───── Items

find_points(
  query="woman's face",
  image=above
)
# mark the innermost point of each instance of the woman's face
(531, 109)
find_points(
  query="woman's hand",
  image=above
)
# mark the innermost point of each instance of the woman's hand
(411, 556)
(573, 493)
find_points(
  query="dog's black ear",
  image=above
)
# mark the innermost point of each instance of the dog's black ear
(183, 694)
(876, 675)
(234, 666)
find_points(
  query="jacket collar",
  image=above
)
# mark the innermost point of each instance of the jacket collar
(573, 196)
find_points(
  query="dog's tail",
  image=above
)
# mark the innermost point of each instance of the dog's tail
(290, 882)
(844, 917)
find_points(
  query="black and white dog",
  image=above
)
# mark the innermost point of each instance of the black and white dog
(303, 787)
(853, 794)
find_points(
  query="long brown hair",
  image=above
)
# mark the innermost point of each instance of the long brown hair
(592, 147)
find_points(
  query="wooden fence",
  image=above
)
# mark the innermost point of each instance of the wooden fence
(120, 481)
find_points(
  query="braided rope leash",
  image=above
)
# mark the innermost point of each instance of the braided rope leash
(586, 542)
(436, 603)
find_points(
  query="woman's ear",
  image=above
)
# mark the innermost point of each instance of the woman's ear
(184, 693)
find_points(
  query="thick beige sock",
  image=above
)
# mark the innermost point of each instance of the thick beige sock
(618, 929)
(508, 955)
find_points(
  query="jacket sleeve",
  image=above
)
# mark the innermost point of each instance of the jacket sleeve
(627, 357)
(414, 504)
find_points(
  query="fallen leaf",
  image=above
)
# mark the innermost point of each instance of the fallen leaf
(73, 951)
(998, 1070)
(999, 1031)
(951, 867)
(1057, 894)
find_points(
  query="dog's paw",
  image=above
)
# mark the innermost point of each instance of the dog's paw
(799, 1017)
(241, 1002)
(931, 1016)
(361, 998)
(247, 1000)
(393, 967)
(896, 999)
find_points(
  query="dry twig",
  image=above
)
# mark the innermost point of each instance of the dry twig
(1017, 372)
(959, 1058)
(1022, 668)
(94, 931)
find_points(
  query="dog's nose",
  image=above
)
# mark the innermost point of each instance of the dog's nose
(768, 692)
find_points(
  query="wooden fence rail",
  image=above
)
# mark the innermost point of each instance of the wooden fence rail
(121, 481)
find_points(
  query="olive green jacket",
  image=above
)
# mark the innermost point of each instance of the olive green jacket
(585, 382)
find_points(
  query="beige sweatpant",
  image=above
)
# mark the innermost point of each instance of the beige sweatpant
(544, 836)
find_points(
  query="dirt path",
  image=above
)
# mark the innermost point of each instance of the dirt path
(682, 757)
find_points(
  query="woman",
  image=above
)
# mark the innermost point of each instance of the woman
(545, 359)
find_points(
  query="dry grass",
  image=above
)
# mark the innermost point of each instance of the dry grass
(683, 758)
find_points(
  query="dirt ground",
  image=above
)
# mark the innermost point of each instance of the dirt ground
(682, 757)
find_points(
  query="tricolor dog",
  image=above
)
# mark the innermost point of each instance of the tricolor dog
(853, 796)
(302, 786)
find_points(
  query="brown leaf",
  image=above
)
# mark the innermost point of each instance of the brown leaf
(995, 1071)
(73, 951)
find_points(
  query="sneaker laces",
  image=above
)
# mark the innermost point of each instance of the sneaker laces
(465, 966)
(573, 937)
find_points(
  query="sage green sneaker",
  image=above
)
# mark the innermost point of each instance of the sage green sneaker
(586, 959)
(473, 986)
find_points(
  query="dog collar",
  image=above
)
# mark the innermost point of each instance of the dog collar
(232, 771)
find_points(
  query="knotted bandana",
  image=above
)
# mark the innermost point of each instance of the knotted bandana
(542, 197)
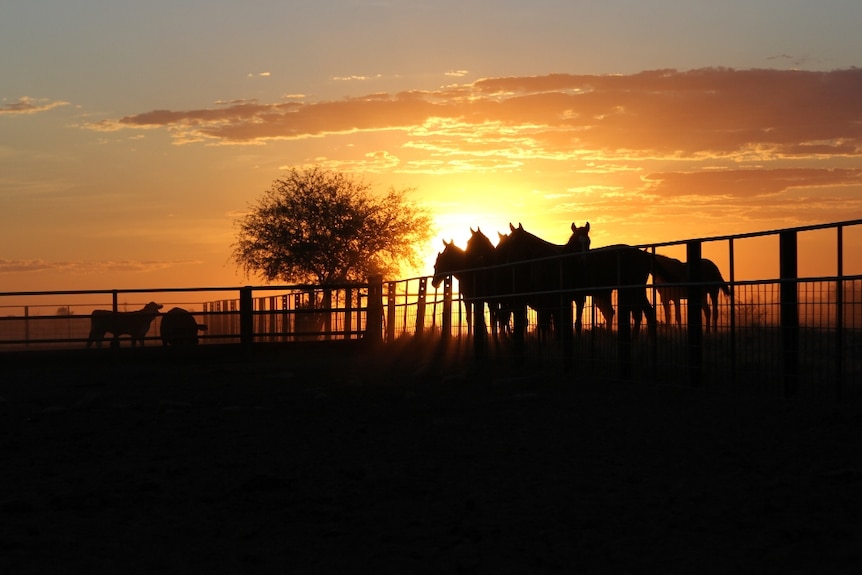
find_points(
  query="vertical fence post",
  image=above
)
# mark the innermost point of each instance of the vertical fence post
(839, 318)
(626, 296)
(732, 312)
(246, 317)
(695, 299)
(789, 312)
(327, 314)
(420, 306)
(391, 304)
(446, 320)
(374, 317)
(115, 340)
(348, 313)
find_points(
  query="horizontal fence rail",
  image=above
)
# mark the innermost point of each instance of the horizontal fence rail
(786, 330)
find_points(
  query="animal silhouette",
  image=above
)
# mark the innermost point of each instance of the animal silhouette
(133, 323)
(179, 328)
(615, 265)
(670, 271)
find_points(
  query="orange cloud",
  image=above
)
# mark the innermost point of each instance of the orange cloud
(749, 183)
(26, 105)
(85, 267)
(666, 113)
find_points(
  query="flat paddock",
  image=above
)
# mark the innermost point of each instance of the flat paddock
(347, 461)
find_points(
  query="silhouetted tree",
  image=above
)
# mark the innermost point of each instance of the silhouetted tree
(319, 226)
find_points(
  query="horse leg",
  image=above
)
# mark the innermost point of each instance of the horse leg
(666, 305)
(714, 295)
(706, 311)
(580, 300)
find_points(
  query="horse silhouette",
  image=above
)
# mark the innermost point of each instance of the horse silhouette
(482, 254)
(457, 262)
(179, 327)
(596, 272)
(133, 323)
(670, 271)
(529, 274)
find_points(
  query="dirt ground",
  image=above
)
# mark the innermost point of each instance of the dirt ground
(340, 463)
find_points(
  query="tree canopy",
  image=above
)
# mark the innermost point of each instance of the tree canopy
(320, 226)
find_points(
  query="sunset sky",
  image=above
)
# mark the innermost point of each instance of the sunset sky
(133, 134)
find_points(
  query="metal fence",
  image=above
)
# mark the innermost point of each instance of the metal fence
(792, 320)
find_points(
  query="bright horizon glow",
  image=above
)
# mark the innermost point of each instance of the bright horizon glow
(131, 137)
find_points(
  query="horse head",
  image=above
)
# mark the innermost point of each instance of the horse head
(480, 250)
(450, 260)
(580, 238)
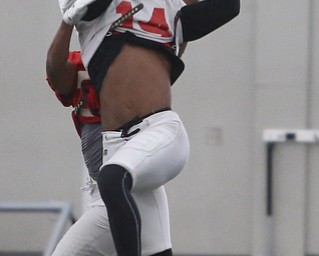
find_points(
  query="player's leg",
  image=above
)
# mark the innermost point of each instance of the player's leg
(115, 184)
(89, 236)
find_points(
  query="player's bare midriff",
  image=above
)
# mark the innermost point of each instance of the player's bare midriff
(137, 83)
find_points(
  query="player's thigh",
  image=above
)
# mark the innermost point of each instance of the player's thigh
(89, 236)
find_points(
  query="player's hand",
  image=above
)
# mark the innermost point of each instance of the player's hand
(76, 11)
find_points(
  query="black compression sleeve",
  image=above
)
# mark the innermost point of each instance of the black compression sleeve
(200, 19)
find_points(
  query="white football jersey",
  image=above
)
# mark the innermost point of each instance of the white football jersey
(155, 21)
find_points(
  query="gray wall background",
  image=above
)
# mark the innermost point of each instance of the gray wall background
(260, 71)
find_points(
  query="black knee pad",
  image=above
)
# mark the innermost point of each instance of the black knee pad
(112, 179)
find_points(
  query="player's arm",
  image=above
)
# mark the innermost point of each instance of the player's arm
(61, 74)
(201, 18)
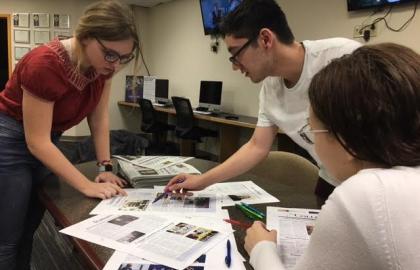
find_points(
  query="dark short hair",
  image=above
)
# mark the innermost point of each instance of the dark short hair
(370, 101)
(251, 16)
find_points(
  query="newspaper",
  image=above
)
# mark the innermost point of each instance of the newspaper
(213, 259)
(296, 226)
(230, 193)
(139, 201)
(141, 176)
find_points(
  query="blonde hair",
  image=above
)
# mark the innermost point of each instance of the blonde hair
(107, 20)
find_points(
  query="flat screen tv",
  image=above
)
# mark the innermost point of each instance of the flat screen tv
(213, 12)
(362, 4)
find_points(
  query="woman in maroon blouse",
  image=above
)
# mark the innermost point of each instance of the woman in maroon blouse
(52, 89)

──────────

* Stated problem
Restate the data above exactly, stripping out each image.

* Result of this exercise
find_points(
  query="woman's face",
  image=above
)
# mark the innermost point of each instance of the woman's face
(531, 109)
find_points(
  query="woman's hand",
  image=above
)
# mark the innermost point of each instance of the woman's hand
(411, 556)
(573, 493)
find_points(
  query="dog's black ear",
  image=above
)
# mark the innermost point of each instance of the dog's black ear
(183, 694)
(876, 675)
(234, 666)
find_points(
  query="jacket collar",
  image=above
)
# mark the innermost point of each instance of the jacket collar
(573, 196)
find_points(
  query="dog's tail",
  image=above
)
# mark the innermost point of each instance of the dog's tail
(290, 882)
(844, 917)
find_points(
  query="black and white dog",
  image=above
)
# mark the innermost point of each instance of the black and white dog
(303, 787)
(853, 794)
find_points(
  query="long brown hair",
  image=above
)
# mark the innermost point of each instance of the long brown hair
(592, 147)
find_points(
  query="wooden fence",
  image=above
)
# mark the innermost point of each instance of the wooden fence
(120, 481)
find_points(
  query="braided rope leash",
  image=above
)
# mark the innermost point of each instance of the braided rope leash
(586, 542)
(436, 603)
find_points(
  query="woman's ear",
  image=above
)
# mark the innermost point of each instance of the woman's ear
(184, 693)
find_points(
  query="thick beige sock",
  image=above
)
# mark the innermost point of each instance of the thick beige sock
(618, 929)
(508, 955)
find_points(
  query="jacket sleeve",
  image=above
)
# mark the innermost point of each instance of the jacket sleeve
(627, 357)
(414, 504)
find_points(
  query="fallen leaf",
  image=above
)
# mark the innermost point of each instance of the fallen leaf
(73, 951)
(998, 1070)
(999, 1031)
(951, 867)
(1057, 894)
find_points(
  query="dog's paw",
  image=above
)
# mark the innermost point of each instance of the dog's paw
(799, 1017)
(241, 1002)
(931, 1016)
(361, 998)
(247, 1000)
(393, 967)
(896, 999)
find_points(
  query="dry twig",
  image=above
)
# mark the innermost point of each instance of the dry twig
(1017, 372)
(959, 1058)
(1022, 668)
(94, 931)
find_points(
  query="dog's nose",
  image=above
)
# mark the innermost point of each instance of the dog's nose
(768, 692)
find_points(
  query="wooden fence rail",
  image=above
)
# mark the innermost point of each instance of the wooden fence rail
(121, 481)
find_points(
  query="olive green jacket",
  image=above
)
# mark the innermost point of each instance of the olive green jacket
(585, 382)
find_points(
  query="beige sweatpant",
  image=above
)
# mark the innermost point of each instance of the beige sweatpant
(544, 836)
find_points(
  query="dirt path",
  image=above
)
# mark the innermost point of each instance of the dirt path
(682, 757)
find_points(
  query="woman",
  image=above
)
# mark the innermost point of each instance of the woman
(545, 359)
find_points(
  query="dry grass",
  image=above
)
# mark the innermost point of each instance of the dry grass
(683, 758)
find_points(
  query="dirt ground",
  image=above
)
# mark the innermost point of each instance of the dirt ground
(682, 757)
find_points(
  query="tricolor dog",
  image=above
)
# mark the innermost point of each instance of the tricolor dog
(853, 796)
(302, 786)
find_points(
  query="brown leaf",
  image=above
)
# mark the innermost point of each instance of the brown leaf
(995, 1071)
(73, 951)
find_points(
  query="sneaker laces",
  image=above
)
# mark the innermost point of each instance of the sneaker laces
(465, 966)
(573, 937)
find_points(
  query="sage green sneaker",
  image=above
)
# mark the innermost point of each instance of the sage green sneaker
(586, 959)
(473, 986)
find_points(
  query="dog collar",
  image=above
)
# mark the innermost point of each instance of the dog collar
(232, 771)
find_points(
  query="knotted bandana",
  image=above
)
# mark the innermost point of each instance of the knotted bandana
(542, 197)
find_points(
  query="vertical fence post",
  image=above
)
# mark the innermost point of each instance of the vertical fence post
(839, 318)
(626, 296)
(732, 312)
(246, 317)
(695, 299)
(789, 312)
(327, 314)
(420, 306)
(391, 304)
(446, 320)
(374, 317)
(115, 340)
(348, 313)
find_points(
  query="horizontal fence rail",
  image=above
)
# mark the innermost point of each instance of the horizontal fence rail
(786, 330)
find_points(
  query="animal silhouette",
  image=above
)
# mark the innermost point of each instance of the animal silhouette
(133, 323)
(179, 328)
(615, 265)
(670, 271)
find_points(
  query="orange cloud",
  image=above
)
# mark the innermost point of each instance of the orange cloud
(749, 183)
(26, 105)
(85, 267)
(666, 113)
find_points(
  query="flat paddock",
  image=above
)
# mark the innermost point of each instance of the flat paddock
(347, 461)
find_points(
  query="silhouetted tree",
  image=above
)
# mark the innermost point of each instance of the silhouetted tree
(319, 226)
find_points(
  query="horse leg",
  image=above
)
# mark the innermost point of each instance of the horse leg
(666, 305)
(714, 295)
(706, 311)
(580, 300)
find_points(
  query="horse silhouette",
  image=above
)
# mark the innermost point of each instance of the horse silhouette
(482, 254)
(457, 262)
(179, 327)
(596, 272)
(133, 323)
(670, 271)
(529, 274)
find_points(
  query="dirt ground",
  image=above
)
# mark the innermost point of each instance of the dirt ground
(340, 463)
find_points(
  query="tree canopy",
  image=above
)
# mark the innermost point of each instance of the tree canopy
(320, 226)
find_points(
  query="sunset sky",
  image=above
)
# mark the innermost point of each instance of the sunset sky
(133, 134)
find_points(
  query="metal fence",
  image=above
)
# mark the innermost point of each instance of the metal fence
(792, 320)
find_points(
  query="bright horizon glow",
  image=above
)
# mark the innermost point of each instance of the bright horizon glow
(131, 137)
find_points(
  query="horse head",
  image=above
)
# mark the innermost point of each instance of the horse head
(480, 250)
(450, 260)
(580, 238)
find_points(
  query="player's leg",
  image=above
)
# mark the innermost point of each instance of the player's leg
(115, 184)
(89, 236)
find_points(
  query="player's bare midriff",
  image=above
)
# mark the innermost point of each instance of the player's bare midriff
(137, 83)
find_points(
  query="player's thigh",
  image=above
)
# mark the innermost point of each instance of the player's thigh
(89, 236)
find_points(
  query="player's hand",
  image=above
)
# mark the innermost point of each instance of the player's hand
(76, 11)
find_points(
  query="black compression sleeve",
  image=above
)
# mark the innermost point of each instance of the black compression sleeve
(200, 19)
find_points(
  query="white football jersey",
  image=above
)
# mark the innermost point of each instance of the white football jersey
(155, 21)
find_points(
  query="gray wall background",
  image=above
)
# mark the innermost point of each instance of the gray wall background
(260, 71)
find_points(
  query="black knee pad",
  image=above
)
# mark the innermost point of each instance of the black knee pad
(112, 179)
find_points(
  query="player's arm",
  image=above
)
# mark the innermost point of each instance of the player's arm
(61, 74)
(201, 18)
find_points(
  query="dark short hair",
  image=above
)
# mark the innermost point of each instance of the dark short hair
(370, 101)
(251, 16)
find_points(
  query="newspaper",
  image=above
)
# mark the innermost point of each instance of the newspaper
(213, 259)
(296, 226)
(230, 193)
(139, 201)
(141, 176)
find_points(
  query="blonde hair",
  image=above
)
# mark the innermost point of each instance of the blonde hair
(107, 20)
find_points(
  query="flat screen tv",
  image=above
)
# mark the innermost point of each instance of the flat screen tv
(213, 12)
(362, 4)
find_points(
  query="woman in maroon blouse",
  image=above
)
# mark the innermost point of each instance of the woman in maroon blouse
(52, 89)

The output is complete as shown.